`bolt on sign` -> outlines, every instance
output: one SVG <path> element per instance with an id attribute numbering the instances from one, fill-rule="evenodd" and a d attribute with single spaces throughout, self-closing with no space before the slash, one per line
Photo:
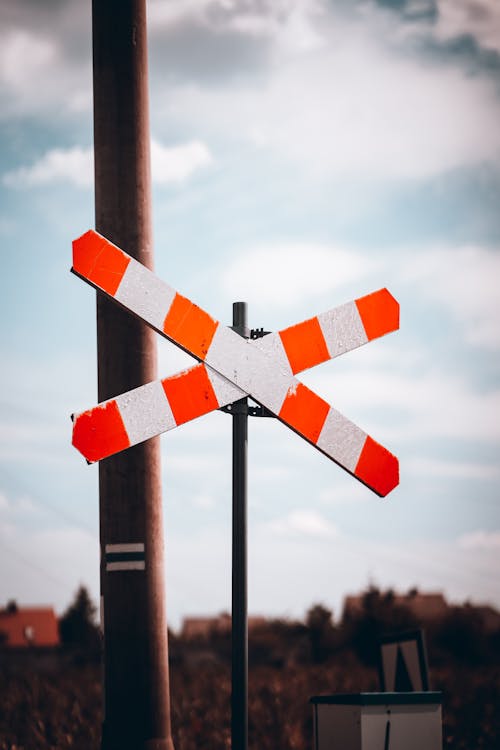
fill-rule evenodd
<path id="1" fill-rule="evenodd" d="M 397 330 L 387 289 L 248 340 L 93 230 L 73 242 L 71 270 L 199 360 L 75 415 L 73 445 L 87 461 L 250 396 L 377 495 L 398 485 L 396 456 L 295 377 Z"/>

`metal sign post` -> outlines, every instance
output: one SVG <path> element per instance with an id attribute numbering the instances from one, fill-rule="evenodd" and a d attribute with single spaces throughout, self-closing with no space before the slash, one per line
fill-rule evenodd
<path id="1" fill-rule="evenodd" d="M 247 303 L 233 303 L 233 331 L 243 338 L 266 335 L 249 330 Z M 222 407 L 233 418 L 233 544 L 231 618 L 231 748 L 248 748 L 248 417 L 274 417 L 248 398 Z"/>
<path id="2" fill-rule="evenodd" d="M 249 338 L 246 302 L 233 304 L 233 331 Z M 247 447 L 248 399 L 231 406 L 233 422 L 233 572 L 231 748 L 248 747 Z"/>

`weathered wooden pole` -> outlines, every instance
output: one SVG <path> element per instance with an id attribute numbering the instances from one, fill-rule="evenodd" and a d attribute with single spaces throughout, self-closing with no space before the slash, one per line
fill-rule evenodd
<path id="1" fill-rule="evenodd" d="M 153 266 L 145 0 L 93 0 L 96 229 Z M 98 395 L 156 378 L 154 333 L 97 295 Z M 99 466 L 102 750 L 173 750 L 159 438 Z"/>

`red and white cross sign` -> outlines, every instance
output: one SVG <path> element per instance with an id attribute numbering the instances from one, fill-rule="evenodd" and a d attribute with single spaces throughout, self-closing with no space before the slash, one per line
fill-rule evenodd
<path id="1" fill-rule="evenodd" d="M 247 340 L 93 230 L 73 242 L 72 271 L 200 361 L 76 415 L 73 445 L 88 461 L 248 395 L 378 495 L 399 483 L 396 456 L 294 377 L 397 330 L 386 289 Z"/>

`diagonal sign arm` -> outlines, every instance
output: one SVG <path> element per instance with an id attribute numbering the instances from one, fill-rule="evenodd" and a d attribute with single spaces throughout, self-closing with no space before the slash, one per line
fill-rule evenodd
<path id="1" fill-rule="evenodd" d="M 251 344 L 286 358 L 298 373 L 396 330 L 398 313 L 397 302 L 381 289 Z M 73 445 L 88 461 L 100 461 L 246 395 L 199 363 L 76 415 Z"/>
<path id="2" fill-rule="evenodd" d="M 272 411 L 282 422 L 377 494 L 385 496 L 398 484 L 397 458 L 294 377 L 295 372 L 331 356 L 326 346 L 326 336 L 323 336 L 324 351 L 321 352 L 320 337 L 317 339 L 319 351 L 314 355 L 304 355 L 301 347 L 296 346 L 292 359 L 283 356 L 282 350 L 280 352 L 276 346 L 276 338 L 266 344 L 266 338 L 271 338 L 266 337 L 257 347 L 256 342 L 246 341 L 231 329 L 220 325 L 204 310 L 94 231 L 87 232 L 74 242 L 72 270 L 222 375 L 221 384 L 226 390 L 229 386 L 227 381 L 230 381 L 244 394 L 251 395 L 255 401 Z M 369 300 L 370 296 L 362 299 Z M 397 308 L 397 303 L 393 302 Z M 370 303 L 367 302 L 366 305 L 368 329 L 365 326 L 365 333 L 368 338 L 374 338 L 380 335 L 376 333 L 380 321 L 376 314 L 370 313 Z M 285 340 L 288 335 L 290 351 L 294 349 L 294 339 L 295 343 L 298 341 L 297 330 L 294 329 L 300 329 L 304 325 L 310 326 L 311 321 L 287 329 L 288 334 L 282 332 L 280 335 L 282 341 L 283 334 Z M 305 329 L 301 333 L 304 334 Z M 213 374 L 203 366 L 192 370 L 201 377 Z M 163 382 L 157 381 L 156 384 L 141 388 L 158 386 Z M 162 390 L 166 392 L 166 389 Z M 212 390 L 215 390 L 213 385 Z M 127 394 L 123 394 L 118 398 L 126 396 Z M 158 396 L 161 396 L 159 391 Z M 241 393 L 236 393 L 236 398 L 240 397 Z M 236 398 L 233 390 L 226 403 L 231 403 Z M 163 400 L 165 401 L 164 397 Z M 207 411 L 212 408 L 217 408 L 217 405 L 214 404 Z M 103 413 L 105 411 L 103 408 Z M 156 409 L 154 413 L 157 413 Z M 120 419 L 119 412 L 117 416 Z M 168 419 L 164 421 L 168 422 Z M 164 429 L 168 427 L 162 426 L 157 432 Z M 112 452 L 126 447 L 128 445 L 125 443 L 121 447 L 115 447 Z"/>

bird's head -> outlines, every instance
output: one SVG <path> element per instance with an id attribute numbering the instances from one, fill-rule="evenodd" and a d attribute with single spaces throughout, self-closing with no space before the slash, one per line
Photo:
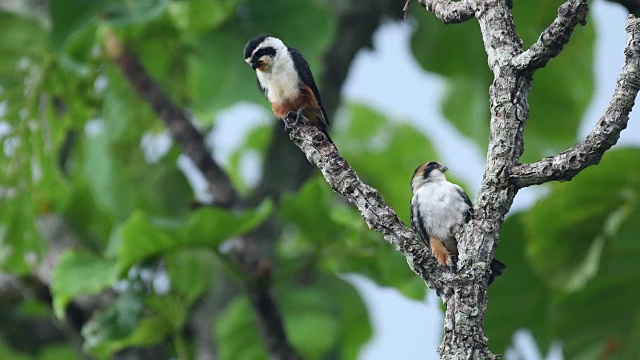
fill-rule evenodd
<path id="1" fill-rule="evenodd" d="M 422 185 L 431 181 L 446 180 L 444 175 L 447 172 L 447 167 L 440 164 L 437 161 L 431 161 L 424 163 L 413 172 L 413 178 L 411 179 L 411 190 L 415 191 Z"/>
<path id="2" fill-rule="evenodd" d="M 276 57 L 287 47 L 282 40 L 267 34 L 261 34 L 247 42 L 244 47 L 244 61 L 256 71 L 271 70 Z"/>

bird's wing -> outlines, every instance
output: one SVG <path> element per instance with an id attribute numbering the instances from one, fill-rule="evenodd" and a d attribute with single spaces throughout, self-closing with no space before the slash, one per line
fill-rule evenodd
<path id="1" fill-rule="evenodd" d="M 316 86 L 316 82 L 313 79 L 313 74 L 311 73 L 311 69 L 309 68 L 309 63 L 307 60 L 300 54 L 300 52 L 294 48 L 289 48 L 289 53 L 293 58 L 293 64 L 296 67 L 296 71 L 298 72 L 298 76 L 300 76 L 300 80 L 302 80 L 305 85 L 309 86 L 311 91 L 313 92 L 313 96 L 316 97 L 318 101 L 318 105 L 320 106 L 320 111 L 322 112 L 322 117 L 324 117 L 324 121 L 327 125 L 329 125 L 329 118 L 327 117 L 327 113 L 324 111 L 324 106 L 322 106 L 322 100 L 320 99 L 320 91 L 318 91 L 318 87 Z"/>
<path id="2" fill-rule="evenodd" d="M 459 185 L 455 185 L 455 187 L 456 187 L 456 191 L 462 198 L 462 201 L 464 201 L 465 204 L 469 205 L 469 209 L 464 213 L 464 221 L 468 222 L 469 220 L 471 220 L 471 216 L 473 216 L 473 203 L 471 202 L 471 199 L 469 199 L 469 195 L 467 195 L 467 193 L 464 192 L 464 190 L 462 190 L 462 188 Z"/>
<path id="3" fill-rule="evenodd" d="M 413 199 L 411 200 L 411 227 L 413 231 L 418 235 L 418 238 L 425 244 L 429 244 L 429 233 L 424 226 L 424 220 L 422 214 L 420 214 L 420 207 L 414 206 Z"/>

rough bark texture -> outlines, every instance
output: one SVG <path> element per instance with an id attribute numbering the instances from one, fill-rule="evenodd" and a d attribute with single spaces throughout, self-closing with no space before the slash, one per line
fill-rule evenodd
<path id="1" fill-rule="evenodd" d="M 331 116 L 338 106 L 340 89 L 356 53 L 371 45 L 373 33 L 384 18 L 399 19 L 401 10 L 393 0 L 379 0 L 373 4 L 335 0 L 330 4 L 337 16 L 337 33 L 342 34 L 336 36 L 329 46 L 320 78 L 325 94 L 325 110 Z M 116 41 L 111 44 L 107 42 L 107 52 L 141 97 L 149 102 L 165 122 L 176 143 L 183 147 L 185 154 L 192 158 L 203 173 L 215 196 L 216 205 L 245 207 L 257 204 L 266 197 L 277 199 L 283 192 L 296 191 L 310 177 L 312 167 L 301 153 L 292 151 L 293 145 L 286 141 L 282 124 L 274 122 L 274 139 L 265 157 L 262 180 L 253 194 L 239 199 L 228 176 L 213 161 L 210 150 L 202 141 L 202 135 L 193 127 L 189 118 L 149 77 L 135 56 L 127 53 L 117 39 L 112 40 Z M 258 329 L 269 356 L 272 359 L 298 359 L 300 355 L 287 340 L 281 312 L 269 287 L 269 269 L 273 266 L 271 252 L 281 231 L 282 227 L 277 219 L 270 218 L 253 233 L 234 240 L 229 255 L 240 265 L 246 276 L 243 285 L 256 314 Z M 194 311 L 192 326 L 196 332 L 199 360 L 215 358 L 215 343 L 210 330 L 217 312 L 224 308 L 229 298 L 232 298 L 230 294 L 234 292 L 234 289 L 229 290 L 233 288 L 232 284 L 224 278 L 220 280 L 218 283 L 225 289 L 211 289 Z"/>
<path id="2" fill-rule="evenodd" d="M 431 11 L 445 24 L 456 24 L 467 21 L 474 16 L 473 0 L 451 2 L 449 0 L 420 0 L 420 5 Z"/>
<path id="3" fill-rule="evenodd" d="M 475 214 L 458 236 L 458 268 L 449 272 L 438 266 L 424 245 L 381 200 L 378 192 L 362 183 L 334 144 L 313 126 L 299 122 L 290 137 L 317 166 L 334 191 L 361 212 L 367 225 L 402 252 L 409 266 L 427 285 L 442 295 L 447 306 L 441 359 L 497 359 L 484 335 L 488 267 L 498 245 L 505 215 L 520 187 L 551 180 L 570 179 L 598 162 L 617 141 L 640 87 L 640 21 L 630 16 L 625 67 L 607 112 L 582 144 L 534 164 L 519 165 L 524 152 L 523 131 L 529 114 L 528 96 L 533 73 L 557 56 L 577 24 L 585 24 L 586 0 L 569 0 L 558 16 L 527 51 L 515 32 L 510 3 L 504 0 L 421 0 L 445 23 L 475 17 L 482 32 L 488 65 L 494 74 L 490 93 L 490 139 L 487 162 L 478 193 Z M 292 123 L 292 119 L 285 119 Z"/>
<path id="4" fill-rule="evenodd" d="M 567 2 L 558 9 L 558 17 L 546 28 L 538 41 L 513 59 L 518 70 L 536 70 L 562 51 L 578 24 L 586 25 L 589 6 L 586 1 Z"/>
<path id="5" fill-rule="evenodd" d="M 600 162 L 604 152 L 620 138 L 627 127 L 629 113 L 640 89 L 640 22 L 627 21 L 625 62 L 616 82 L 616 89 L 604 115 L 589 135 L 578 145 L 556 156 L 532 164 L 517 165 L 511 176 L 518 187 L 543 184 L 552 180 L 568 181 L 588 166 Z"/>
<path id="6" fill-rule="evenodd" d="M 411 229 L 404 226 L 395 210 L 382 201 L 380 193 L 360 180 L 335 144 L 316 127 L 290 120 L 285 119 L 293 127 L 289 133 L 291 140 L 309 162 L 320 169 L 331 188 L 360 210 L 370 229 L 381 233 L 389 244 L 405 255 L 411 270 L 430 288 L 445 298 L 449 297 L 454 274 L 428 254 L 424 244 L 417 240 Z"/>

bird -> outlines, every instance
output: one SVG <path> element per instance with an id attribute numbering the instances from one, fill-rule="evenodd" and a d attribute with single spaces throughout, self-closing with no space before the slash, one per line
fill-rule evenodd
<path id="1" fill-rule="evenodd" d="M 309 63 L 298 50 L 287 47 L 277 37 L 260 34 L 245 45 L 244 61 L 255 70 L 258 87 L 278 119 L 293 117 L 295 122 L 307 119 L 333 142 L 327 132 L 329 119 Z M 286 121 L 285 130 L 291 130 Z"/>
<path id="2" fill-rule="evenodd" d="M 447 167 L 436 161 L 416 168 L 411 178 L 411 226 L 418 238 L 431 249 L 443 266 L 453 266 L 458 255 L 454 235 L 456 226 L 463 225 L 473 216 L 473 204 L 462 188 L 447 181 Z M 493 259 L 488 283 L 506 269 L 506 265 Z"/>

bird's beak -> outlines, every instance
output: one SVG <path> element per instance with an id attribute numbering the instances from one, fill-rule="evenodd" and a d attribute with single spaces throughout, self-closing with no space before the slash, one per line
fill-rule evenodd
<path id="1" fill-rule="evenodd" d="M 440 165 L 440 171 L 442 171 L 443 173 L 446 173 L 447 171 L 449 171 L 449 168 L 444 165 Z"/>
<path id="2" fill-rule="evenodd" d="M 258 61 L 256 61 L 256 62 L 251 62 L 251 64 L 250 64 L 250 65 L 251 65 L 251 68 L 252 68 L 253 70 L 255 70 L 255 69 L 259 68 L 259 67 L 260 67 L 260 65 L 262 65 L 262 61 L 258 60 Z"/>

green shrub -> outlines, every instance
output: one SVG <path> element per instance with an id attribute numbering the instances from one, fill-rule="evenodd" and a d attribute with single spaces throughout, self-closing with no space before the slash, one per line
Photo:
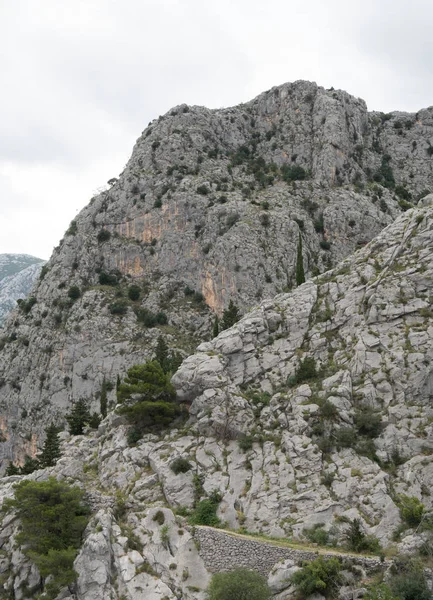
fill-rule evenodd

• _PROBLEM TO SOLVE_
Go through the material above and copy each line that has the word "every".

• _WRITTEN ANSWER_
`bolt on sign` -> outlines, every instance
`metal sign post` -> outlines, every instance
`weathered wooden pole` -> outlines, every instance
`red and white cross sign` -> outlines, every instance
`diagonal sign arm` -> outlines, every instance
bird's head -> outlines, every instance
bird's wing -> outlines, every instance
rough bark texture -> outlines, every instance
bird -> outlines, every instance
bird's beak -> outlines, every instance
green shrub -> outlines, every instance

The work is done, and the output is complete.